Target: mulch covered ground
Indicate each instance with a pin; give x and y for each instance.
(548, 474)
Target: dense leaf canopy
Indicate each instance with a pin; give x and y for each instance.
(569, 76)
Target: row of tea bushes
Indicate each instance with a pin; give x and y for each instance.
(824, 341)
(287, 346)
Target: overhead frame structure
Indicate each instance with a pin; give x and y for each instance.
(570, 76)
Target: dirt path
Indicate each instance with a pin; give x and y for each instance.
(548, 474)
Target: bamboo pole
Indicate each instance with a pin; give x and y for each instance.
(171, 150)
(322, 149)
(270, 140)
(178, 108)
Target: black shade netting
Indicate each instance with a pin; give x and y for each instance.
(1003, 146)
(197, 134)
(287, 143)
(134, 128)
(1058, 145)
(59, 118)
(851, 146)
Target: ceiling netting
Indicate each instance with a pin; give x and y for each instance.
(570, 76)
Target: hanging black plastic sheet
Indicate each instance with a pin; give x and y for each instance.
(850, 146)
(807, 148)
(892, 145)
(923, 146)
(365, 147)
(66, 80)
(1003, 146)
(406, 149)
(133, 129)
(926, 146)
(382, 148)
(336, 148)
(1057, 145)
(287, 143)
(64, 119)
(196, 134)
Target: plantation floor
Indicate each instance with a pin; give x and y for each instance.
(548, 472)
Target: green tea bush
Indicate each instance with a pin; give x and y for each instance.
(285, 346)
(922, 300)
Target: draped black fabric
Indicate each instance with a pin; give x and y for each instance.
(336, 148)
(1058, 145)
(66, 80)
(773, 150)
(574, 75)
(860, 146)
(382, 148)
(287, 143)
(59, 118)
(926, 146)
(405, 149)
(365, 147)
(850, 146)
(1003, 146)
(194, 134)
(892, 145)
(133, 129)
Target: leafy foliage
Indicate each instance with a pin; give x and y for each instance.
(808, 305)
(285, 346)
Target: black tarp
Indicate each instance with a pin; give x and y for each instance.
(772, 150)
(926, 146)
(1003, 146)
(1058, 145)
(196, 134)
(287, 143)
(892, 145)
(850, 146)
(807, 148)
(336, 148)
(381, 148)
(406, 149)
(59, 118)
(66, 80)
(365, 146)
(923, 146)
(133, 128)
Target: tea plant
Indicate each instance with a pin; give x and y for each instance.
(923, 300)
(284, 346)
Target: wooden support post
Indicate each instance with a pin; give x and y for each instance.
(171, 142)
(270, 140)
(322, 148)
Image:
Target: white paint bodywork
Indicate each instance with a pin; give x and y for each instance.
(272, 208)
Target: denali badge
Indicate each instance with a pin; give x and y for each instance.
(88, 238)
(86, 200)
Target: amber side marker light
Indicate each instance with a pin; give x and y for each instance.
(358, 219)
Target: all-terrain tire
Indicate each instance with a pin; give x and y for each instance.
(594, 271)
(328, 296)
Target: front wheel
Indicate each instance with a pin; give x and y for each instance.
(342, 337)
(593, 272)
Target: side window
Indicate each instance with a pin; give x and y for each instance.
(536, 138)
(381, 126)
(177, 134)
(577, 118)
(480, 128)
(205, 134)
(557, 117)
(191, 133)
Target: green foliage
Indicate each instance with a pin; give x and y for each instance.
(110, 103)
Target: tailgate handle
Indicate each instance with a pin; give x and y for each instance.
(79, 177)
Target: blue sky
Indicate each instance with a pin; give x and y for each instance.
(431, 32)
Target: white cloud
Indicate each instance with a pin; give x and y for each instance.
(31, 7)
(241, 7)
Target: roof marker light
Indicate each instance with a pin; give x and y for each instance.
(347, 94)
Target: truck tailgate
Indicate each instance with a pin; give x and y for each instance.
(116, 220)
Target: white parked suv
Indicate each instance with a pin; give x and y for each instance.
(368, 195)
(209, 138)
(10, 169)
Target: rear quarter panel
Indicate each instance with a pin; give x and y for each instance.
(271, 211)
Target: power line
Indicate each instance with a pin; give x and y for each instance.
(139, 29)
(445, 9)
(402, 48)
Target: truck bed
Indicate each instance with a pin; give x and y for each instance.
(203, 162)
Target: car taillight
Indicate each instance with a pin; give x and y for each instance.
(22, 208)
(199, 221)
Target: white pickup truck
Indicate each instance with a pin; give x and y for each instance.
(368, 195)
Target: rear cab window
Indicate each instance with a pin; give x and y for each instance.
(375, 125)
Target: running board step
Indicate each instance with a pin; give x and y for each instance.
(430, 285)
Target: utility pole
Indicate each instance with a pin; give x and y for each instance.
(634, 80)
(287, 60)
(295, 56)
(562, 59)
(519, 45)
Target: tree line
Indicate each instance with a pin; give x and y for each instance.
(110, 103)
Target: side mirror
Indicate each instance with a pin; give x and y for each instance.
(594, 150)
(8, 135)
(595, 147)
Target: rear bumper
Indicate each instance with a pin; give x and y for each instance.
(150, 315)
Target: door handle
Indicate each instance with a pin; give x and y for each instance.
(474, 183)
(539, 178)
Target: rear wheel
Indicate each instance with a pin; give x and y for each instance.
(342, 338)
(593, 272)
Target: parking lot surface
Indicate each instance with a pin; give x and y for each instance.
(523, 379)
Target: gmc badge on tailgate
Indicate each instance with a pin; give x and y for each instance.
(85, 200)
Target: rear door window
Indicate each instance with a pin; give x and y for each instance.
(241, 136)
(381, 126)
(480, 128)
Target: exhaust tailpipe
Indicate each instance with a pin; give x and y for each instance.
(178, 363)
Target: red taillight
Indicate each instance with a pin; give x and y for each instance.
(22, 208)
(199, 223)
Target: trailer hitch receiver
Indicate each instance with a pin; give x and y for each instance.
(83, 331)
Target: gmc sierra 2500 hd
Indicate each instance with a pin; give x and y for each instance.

--

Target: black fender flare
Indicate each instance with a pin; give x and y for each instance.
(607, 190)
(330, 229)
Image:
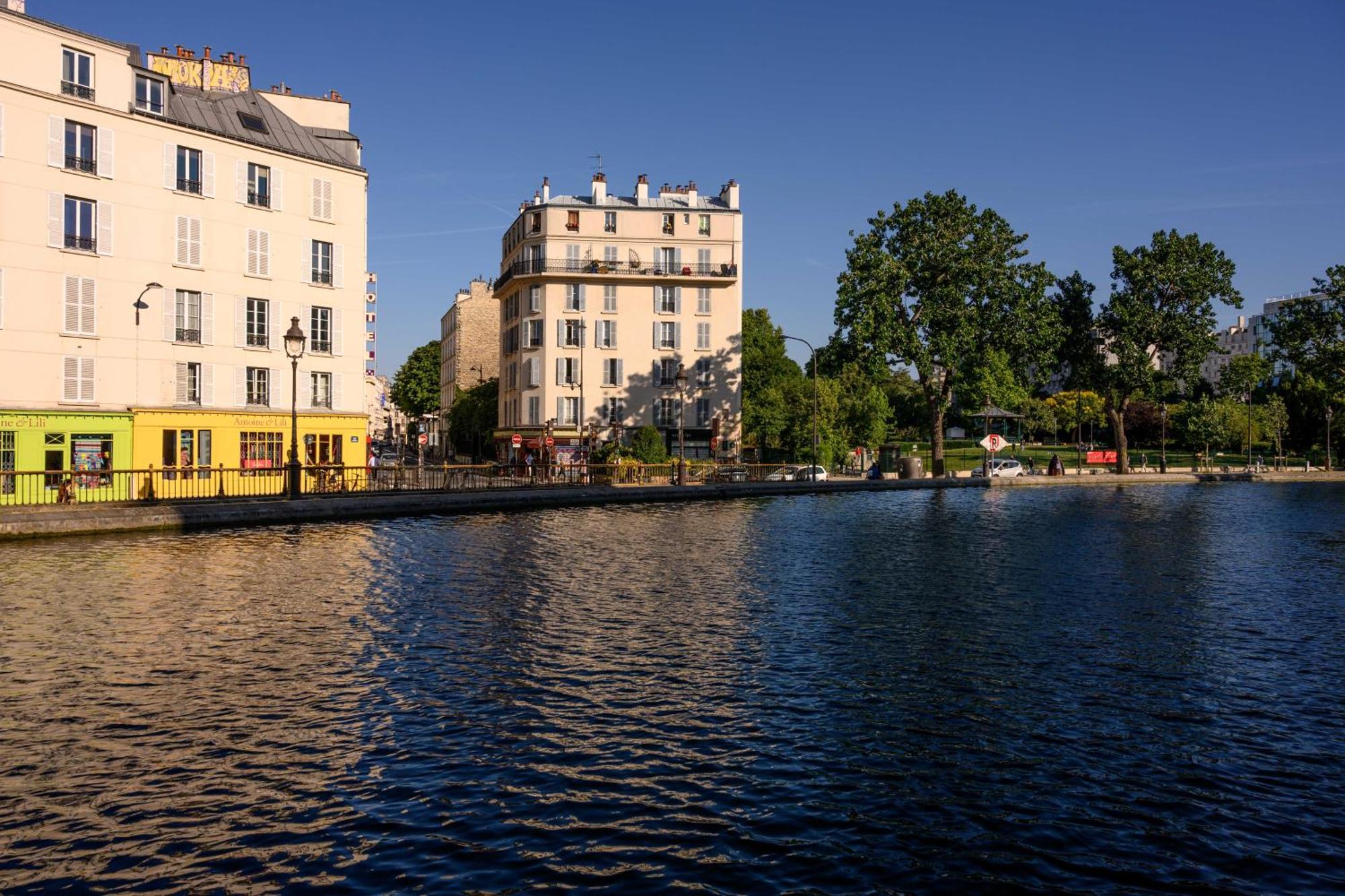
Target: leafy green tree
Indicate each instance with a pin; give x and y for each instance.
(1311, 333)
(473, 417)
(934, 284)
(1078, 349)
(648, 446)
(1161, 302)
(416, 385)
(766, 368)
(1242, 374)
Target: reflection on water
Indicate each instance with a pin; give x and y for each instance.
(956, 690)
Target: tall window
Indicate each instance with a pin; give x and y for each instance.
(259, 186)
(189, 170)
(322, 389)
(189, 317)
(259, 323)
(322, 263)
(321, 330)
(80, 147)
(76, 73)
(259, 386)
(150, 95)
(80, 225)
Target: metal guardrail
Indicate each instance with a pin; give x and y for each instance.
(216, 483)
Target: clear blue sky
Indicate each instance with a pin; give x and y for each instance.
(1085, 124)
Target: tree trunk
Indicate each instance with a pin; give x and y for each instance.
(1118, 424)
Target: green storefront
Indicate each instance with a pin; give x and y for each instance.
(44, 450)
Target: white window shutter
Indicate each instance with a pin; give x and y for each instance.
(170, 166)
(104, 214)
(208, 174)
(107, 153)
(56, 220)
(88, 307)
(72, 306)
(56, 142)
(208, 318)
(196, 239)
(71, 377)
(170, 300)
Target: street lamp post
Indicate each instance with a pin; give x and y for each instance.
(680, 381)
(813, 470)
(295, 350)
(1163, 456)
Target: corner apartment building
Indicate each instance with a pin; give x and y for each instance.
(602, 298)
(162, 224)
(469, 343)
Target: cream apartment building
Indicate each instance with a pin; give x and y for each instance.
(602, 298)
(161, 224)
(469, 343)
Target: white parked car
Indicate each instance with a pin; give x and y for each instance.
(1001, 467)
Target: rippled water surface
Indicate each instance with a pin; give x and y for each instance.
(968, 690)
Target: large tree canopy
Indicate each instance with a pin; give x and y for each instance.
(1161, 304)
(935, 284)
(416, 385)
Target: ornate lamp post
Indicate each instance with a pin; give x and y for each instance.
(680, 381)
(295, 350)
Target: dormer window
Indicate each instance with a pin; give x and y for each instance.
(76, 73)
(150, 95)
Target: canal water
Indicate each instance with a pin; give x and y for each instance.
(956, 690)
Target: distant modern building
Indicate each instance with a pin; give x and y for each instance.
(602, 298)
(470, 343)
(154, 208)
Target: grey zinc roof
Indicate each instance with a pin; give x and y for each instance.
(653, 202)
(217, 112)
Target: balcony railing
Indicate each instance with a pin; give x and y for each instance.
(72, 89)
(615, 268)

▸ **Requirement**
Gather every line of the records above that contains the string "tailgate", matching case exactly.

▸ **Answer to the task**
Target: tailgate handle
Target: truck tailgate
Target: gmc badge on tailgate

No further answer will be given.